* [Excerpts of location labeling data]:
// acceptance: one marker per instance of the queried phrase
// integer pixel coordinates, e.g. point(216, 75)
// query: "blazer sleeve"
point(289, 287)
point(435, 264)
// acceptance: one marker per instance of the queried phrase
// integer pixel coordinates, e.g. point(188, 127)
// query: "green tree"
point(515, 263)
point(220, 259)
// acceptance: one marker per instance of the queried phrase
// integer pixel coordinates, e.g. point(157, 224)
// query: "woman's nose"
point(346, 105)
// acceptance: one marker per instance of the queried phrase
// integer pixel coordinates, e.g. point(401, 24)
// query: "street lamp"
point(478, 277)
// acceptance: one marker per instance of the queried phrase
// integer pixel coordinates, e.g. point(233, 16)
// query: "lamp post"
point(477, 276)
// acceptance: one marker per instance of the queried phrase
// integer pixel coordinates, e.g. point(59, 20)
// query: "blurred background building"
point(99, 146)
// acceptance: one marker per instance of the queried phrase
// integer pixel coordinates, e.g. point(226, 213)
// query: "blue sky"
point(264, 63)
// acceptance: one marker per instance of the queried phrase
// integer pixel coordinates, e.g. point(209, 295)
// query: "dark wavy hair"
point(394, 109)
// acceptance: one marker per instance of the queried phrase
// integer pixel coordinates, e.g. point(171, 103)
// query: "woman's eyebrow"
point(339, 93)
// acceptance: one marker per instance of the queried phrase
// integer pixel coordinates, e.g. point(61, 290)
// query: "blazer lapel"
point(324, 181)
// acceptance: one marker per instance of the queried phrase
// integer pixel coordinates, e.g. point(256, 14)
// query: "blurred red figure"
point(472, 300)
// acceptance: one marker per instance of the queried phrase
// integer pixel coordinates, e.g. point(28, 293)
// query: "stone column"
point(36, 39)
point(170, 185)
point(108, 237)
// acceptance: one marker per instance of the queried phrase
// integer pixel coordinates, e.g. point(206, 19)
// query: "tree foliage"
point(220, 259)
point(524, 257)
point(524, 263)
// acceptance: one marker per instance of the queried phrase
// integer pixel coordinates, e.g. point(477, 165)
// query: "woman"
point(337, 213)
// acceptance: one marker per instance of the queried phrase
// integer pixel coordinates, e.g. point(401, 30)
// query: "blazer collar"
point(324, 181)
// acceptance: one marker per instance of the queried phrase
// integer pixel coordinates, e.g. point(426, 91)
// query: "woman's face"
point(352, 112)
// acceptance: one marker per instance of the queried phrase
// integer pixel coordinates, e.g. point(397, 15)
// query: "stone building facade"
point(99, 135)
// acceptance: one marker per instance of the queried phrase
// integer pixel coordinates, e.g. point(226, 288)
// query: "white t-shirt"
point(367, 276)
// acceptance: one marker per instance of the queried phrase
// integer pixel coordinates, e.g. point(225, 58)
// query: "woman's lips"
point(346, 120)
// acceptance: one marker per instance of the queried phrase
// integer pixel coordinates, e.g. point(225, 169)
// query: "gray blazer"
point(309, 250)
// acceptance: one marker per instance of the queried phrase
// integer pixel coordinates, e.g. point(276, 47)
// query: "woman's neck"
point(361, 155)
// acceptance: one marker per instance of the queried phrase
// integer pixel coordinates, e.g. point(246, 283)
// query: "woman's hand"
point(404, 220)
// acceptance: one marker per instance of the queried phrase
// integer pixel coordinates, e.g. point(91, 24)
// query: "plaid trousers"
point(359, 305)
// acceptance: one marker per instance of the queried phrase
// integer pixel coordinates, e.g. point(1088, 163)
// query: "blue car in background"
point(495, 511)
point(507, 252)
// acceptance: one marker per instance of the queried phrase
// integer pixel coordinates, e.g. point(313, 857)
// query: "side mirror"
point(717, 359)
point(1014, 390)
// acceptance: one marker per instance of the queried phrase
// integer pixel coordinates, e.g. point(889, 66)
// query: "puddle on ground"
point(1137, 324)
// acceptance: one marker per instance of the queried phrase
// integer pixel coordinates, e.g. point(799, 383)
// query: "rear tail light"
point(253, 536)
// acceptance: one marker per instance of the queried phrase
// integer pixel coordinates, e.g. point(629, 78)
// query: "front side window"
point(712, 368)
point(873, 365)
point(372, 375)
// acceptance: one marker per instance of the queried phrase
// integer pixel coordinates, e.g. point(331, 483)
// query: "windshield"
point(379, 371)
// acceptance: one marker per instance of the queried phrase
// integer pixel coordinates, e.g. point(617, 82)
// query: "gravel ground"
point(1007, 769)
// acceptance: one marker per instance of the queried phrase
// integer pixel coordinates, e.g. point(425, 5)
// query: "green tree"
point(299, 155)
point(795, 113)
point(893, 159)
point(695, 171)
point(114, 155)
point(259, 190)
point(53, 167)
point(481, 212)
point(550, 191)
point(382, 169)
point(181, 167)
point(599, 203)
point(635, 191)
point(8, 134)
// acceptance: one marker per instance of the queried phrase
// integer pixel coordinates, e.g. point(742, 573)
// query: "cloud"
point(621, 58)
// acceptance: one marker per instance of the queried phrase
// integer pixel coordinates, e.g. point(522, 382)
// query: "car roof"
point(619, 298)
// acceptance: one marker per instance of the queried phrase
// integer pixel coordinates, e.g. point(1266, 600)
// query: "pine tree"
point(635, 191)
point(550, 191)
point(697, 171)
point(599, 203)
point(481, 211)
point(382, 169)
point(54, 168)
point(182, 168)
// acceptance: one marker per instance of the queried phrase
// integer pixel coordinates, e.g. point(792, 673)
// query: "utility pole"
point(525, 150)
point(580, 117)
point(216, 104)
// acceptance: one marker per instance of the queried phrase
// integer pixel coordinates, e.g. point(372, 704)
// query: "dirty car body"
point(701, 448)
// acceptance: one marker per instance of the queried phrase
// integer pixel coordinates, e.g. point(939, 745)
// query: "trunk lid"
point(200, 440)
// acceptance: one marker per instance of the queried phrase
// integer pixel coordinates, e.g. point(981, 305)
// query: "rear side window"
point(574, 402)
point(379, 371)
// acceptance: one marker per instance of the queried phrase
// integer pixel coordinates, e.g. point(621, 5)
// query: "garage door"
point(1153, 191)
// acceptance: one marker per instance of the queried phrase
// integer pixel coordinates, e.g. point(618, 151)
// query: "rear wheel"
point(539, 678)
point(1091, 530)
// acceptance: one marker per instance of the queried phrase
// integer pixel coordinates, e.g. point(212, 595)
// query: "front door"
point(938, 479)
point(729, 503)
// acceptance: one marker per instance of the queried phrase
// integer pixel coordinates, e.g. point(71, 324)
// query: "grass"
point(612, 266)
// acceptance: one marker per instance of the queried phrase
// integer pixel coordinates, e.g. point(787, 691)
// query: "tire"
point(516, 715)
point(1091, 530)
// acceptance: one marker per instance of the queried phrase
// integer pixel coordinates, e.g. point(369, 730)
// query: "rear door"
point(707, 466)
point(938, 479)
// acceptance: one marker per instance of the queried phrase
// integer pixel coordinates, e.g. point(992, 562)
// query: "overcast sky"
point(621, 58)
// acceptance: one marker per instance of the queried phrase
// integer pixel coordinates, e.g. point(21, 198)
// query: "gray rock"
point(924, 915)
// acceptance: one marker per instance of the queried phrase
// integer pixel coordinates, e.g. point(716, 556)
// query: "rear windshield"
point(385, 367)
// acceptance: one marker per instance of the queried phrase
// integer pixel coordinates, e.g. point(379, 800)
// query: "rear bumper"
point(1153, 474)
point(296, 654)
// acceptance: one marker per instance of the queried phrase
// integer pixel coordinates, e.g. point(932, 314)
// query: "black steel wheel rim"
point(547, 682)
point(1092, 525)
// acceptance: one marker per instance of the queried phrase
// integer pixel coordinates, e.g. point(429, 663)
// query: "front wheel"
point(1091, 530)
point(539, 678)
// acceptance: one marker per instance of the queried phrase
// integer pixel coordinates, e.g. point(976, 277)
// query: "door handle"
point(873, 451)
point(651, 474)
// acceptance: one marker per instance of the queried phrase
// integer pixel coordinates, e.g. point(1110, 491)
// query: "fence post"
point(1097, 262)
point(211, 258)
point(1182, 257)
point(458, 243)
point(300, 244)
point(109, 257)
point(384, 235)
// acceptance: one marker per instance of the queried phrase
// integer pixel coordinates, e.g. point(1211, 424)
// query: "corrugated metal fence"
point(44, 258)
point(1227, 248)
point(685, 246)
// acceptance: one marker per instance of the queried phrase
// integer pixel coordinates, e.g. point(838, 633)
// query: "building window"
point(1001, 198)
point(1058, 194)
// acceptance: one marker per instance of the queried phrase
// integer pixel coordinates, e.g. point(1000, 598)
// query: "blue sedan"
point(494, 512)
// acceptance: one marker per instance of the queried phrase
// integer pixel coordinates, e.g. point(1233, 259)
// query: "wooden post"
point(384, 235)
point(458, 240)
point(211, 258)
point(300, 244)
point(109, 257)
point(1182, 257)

...

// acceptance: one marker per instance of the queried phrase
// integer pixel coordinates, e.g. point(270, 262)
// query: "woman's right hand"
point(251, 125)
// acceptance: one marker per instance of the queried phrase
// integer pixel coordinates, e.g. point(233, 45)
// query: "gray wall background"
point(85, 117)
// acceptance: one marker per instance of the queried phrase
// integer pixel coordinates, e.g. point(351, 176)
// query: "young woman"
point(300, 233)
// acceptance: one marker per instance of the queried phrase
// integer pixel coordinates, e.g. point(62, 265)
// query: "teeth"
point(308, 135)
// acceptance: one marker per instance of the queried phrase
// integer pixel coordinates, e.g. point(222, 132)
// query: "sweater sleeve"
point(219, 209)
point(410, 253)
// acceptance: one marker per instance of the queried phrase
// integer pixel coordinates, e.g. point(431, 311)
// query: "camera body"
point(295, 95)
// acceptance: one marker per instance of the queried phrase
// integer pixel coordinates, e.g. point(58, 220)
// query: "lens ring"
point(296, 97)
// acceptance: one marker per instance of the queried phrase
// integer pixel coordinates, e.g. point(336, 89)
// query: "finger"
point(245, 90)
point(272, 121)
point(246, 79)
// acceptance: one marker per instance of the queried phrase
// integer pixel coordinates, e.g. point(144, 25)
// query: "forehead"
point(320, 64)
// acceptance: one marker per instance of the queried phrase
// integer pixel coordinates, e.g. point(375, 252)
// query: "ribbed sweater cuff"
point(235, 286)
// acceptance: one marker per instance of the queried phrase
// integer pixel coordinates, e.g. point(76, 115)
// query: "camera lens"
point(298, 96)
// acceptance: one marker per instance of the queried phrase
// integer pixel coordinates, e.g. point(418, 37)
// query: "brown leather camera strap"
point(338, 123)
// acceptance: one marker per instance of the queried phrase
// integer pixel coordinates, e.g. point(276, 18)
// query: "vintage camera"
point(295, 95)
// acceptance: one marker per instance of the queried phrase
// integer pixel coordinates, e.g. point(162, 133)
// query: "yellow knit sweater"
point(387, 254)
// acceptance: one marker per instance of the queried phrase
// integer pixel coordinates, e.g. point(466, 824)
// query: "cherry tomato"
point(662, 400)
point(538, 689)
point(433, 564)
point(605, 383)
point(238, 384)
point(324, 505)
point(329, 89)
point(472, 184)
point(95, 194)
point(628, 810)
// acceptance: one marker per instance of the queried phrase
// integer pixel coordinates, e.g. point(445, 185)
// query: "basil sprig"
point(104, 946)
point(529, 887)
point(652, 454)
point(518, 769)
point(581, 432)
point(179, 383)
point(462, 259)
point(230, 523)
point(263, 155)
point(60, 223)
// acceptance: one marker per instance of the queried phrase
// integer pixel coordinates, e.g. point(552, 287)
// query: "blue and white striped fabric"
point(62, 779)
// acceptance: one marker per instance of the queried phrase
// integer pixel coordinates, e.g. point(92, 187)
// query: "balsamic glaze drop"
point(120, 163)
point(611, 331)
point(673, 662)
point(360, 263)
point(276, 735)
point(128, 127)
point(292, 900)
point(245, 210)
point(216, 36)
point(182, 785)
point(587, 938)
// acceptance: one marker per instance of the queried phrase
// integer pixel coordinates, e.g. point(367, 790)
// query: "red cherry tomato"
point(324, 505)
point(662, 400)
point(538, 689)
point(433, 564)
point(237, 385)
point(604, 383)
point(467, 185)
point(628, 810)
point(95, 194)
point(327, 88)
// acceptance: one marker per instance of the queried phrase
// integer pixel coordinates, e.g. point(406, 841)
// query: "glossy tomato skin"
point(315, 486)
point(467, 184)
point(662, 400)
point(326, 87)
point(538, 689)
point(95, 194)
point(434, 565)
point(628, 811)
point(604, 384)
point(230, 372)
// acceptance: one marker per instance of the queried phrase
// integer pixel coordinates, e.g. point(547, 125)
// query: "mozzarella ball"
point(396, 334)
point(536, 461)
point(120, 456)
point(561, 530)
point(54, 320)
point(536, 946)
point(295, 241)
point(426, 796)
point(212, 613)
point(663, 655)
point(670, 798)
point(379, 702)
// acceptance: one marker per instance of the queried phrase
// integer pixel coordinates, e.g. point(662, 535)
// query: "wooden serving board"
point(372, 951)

==

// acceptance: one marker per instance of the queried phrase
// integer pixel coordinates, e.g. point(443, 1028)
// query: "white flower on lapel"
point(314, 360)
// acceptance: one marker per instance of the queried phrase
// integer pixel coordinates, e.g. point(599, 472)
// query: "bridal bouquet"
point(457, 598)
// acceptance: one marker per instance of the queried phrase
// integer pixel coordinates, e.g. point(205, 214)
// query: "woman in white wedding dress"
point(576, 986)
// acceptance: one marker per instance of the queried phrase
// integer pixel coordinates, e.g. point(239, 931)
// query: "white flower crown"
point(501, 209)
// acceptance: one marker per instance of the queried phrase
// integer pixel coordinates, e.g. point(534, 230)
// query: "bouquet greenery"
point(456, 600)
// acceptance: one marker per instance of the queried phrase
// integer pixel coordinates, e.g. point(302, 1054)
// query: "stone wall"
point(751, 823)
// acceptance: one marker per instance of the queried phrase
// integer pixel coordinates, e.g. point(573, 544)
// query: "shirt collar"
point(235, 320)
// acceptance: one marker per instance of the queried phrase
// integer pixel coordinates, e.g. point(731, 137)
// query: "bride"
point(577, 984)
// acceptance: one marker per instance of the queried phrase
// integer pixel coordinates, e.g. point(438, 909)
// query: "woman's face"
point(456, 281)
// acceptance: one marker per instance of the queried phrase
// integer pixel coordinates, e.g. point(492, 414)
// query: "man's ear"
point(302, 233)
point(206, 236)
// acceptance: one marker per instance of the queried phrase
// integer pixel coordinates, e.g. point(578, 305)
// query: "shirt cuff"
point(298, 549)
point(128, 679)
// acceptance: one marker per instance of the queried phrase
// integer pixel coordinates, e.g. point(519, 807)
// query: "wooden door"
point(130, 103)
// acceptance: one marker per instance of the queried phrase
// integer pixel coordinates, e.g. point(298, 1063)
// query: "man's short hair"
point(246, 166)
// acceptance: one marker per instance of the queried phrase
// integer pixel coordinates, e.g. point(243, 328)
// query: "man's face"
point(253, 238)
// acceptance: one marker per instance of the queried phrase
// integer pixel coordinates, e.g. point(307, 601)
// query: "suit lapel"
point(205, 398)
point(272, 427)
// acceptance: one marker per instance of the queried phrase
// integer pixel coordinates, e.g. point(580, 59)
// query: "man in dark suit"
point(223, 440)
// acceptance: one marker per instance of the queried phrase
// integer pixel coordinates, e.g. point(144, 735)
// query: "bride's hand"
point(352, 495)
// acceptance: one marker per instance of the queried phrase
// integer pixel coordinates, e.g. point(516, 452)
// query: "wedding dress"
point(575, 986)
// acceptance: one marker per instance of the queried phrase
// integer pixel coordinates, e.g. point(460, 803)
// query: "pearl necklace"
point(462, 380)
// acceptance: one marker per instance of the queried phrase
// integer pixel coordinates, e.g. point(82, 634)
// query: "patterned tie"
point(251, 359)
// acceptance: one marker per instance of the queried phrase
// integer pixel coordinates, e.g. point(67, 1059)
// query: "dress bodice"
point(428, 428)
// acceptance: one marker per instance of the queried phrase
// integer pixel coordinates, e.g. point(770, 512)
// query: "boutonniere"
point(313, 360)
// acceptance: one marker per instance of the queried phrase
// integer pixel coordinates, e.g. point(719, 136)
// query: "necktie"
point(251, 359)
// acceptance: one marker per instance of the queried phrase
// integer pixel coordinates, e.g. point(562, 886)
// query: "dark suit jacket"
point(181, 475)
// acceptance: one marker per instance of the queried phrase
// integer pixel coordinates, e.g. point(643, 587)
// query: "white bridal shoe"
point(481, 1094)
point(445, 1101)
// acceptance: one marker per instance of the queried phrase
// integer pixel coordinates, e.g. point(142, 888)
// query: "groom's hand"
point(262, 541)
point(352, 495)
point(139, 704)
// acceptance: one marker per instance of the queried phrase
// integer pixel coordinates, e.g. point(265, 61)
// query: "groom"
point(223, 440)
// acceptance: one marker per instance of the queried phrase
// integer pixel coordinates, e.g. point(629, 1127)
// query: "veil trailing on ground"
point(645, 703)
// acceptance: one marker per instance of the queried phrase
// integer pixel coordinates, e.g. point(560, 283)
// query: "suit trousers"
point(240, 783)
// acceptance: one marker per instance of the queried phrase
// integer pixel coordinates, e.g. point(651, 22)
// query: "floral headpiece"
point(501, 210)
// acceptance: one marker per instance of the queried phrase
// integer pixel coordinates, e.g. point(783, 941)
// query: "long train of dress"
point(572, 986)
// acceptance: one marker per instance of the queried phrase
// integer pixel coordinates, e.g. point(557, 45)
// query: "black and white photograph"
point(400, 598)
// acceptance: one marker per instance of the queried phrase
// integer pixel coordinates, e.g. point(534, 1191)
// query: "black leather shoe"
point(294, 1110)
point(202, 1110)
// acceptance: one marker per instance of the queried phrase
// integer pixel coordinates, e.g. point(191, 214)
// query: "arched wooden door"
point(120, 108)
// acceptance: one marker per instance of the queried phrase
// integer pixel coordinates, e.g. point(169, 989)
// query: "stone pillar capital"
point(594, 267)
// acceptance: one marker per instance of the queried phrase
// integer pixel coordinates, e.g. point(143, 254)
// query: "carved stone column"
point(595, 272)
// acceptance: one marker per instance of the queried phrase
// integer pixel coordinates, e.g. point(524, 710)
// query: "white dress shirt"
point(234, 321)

* [Direction]:
Count the lines of the data above that contain the string "building", and reply with only that number.

* [Response for this exercise]:
3